» 页面摘录:

==*==

INT8 weights get re-quantized as plain tensorwise on LoRA offload (convrot, per-channel params dropped)

快速结论：该报错通常发生在 ComfyUI 使用 INT8 量化模型加载 LoRA 时，尤其是在动态显存管理（非 --disable-dynamic-vram 模式）或大分辨率场景下。优先排查方向是检查 re-quant 调用是否正确继承原有 convrot、per_channel 参数。

问题场景

用户在 ComfyUI 中加载 Ideogram 4 或其他使用 *_convrot_simple 的 INT8 量化模型，并同时加载一个普通 LoRA。在默认动态显存管理下生成大图（如 2048×2048）时，图像质量明显下降，而使用非 INT8 模型或去掉 LoRA 时无此问题。小分辨率（如 512×512）时表现正常。

报错原文

INT8 weights get re-quantized as plain tensorwise on LoRA offload (convrot, per-channel params dropped)

对应代码中 QuantizedTensor.from_float(weight, "TensorWiseINT8Layout", scale="recalculate", ...) 被调用时未传递 convrot、per_channel、convrot_groupsize 参数。

==*==

» 记录数据:
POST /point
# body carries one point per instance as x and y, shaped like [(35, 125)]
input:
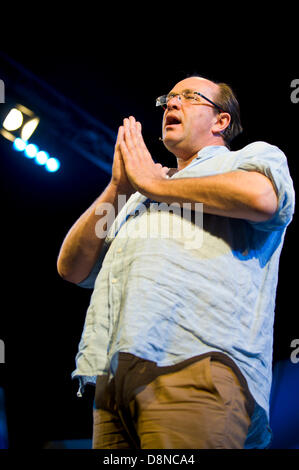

==*==

» 完成下列任务:
(1) 在这段关于 INT8 模型加载 LoRA 时重新量化问题的页面摘录中，调用 QuantizedTensor.from_float 时漏传了哪些参数？
(2) 接着这段关于 INT8 模型加载 LoRA 时重新量化问题的页面摘录往下写，从最后一句之后开始。

» 参考答案:
(1) convrot、per_channel 和 convrot_groupsize。

(2)
原因分析

在 comfy/ops.py 中，两处 re-quant 调用（set_weight 函数和 resolve_cast_module_with_vbar/post_cast 函数）使用了默认参数构造新的 QuantizedTensor，导致原始量化参数中的 convrot（旋转）、per_channel（按通道缩放）被重置为 False/256，使得 per-channel 权重退化为了标量缩放。具体来说：TensorWiseINT8Layout.quantize 在未收到显式参数时，默认将 convrot 设为 False、per_channel 设为 False、convrot_groupsize 设为 256，导致从 per-channel/convrot 格式回到普通 tensor-wise INT8。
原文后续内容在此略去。